> **TEXT FOR ANALYSIS**:
────────────────────

Nigeria: National Assembly Pledges to Expunge Laws Infringing On Women’s Rights


The National Assembly yesterday expressed its readiness to amend the 1999 Constitution of the Federal Republic of Nigeria to ensure gender parity, as well as enact laws to improve the fortunes of women and girls in Nigeria.

This is just as the Senate also resolved to expunge provisions of the law as contained in the Police Act, Federal Character Law, Electoral Act, Labour Act, and Political Parties Constitutions, which infringe on the rights of women in the country.

The Red Chamber also urged the National Assembly and the federal government to forge positive visibility for women and celebrate women’s achievements, as well as domesticate all conventions and treaties of the African Union in respect of gender issues.

These resolutions were sequel to the adoption of a motion on the 2021 International Women’s Day Celebration with the theme: ‘Women in Leadership: Achieving an equal future in a COVID-l9 world #Choose to Challenge’, which was sponsored by Senator Betty Apiafi and seven other senators, six of which are women.

The co-sponsors of the motion are Senators Aisha Dahiru Ahmed (Adamawa Central); Oluremi Tinubu (Lagos Central); Biodun Olujimi (Ekiti South); Akon Eyakenyi (Akwa Ibom South); Stella Oduah (Anambra North); Uche Lillian Ekwunife (Anambra South), and Chimaroke Nnamani (Enugu East).

Coming under Order 42 and 52 of the Senate Standing Rules, Apiafi noted that the International Women’s Day, which is celebrated on March 8 every year, is a day set aside globally to celebrate the social, economic, cultural and political achievements of women.

According to her, the Women’s Day is also a day to aspire and inspire the people to act in the ongoing effort for gender equality.

According to her, “Given the pandemic, we now more than ever before need to challenge pre-existing biases against women, some of which are systemic, political, cultural, and social. With the pandemic, we have new barrier which include an increase in domestic violence, unpaid care duties, unemployment and poverty. We have to be intentional about tackling these pre-existing and new biases to give women the opportunities to thrive.

“Even at the national level, gender inequality still exists. For instance, there is record of only one female governor in Nigerian history and only one female deputy governor while the rest are men.

“The ninth National Assembly in Nigeria has only record of seven female senators while the rest are men. Again, there are only seven female ministers in Nigeria and they represent about 15.91 percent of the entire 44-member ministerial list. This yet again reflects the need for gender equality.”

────────────────────

> **YOUR GOAL**:
Could you rewrite the article on the National Assembly's pledge between "Coming under Order" and "achievements of women.", inclusive, replacing "globally" with "worldwide"?

> **RECORDS PROVIDED**:
────────────────────

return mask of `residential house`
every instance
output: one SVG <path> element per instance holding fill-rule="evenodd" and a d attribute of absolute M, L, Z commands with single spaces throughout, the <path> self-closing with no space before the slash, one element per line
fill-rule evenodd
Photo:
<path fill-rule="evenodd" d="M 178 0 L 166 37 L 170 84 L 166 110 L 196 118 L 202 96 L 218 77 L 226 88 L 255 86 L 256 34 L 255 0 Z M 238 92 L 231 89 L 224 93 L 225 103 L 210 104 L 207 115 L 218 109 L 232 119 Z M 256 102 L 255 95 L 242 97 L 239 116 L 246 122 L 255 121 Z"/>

────────────────────

> **SOLUTION TO THE EXERCISE**:
Coming under Order 42 and 52 of the Senate Standing Rules, Apiafi noted that the International Women’s Day, which is celebrated on March 8 every year, is a day set aside worldwide to celebrate the social, economic, cultural and political achievements of women.